(Data items)
■ ■ ■ ■ ■ ■ ■
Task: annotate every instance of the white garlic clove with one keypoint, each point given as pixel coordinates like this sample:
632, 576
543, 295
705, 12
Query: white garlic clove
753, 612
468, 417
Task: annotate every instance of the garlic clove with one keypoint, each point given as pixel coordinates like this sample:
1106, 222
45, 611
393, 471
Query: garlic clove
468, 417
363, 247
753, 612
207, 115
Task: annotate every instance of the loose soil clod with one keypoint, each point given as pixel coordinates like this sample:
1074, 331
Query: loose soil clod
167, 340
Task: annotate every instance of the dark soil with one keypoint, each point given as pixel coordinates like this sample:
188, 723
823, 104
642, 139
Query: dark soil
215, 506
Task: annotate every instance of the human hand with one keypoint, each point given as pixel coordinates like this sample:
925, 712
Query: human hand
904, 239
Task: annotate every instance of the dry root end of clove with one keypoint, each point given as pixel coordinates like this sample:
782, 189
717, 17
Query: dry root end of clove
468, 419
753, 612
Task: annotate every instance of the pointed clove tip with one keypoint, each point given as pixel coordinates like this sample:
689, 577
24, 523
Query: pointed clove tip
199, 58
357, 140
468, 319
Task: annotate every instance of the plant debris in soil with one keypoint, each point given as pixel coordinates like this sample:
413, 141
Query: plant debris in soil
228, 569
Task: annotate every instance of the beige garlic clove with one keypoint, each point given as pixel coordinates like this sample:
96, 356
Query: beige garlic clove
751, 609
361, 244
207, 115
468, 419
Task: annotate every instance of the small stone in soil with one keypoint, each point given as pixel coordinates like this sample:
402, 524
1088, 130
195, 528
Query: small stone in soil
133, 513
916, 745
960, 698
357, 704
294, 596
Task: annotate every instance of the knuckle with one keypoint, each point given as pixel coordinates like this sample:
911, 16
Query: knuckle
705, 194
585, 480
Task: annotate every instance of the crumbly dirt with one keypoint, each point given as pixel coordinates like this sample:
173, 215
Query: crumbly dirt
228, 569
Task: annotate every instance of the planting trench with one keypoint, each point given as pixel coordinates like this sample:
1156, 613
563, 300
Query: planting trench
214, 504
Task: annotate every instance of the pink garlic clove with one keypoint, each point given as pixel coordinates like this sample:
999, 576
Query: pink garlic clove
■ ■ ■ ■ ■ ■ ■
■ Task requirements ■
Set down only these lines, exactly: the line containing "Task: annotate every instance of the human" and each line after it, through the end of the listing.

■ Solution for this exercise ■
Task: annotate every instance of the human hand with one keypoint, each point given as pixel coordinates like this sample:
925, 712
Query: human hand
904, 239
Task: annotate every instance of the dry root end of clove with one keypoint, each point given as pixel coordinates like this sample:
782, 189
717, 17
Query: dry root end of clove
468, 419
753, 612
Task: annotate every instance of the pointed clove tip with one keypoint, each point given as pixel coordinates like this sample:
689, 577
24, 523
Query: pointed clove tip
199, 58
357, 140
468, 319
Task: annotate every instance of the plant debris in soil with one keypoint, each point given as pixel coordinates like this sample:
413, 141
Query: plant debris in soil
228, 569
Task: annotate every instance of the beige garlic clove with one keypoint, each point given as pixel coordinates like this sample:
96, 356
Query: beige garlic clove
751, 609
361, 244
207, 115
468, 419
Task: annotate every instance of the small stone in soil with one keypoint, each point given as pixel coordinates like this sample:
402, 524
1088, 130
195, 528
Query: small stone in soil
133, 513
916, 745
960, 698
357, 704
294, 596
Task: annotate every instance of the knuckle with one keypoint, each point given as pixel coordinates like this sample:
911, 16
Query: knuckle
705, 194
585, 480
Task: annotate every instance of the crumbly dirt with one keypoint, each point given as pixel coordinates like this sample:
173, 215
Query: crumbly dirt
228, 569
Task: annotate every instance of the planting trench with one keypoint, each point given as pixel coordinates like this sample:
1156, 613
563, 300
Query: planting trench
214, 504
Task: annotate every instance of the pink garlic clove with one keypoint, each point given as pixel coordinates like this sample:
999, 576
Query: pink garlic clove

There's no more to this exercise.